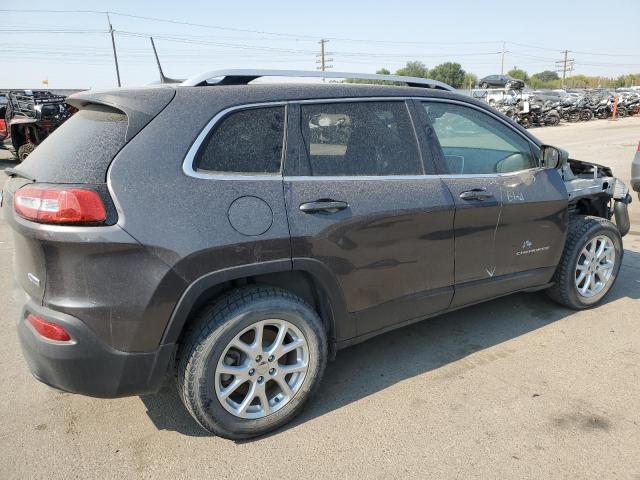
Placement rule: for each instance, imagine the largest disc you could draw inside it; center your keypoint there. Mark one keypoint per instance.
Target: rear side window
(81, 149)
(246, 141)
(359, 138)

---

→ **Do this**
Rewrite all of the material above as a Markdown table with two columns, Row for the row number and Text for the line, one row per nonblank line. Leave the pictures out of your answer.

→ **Result of the task**
| Row | Text |
|---|---|
| 1 | Placement rule: for each instance, imagine the largest disc you could draw inside it; center your keypoint there. Mark one keypoint per instance. |
| 2 | Target: rear side window |
| 3 | (81, 149) |
| 4 | (246, 141) |
| 5 | (359, 138) |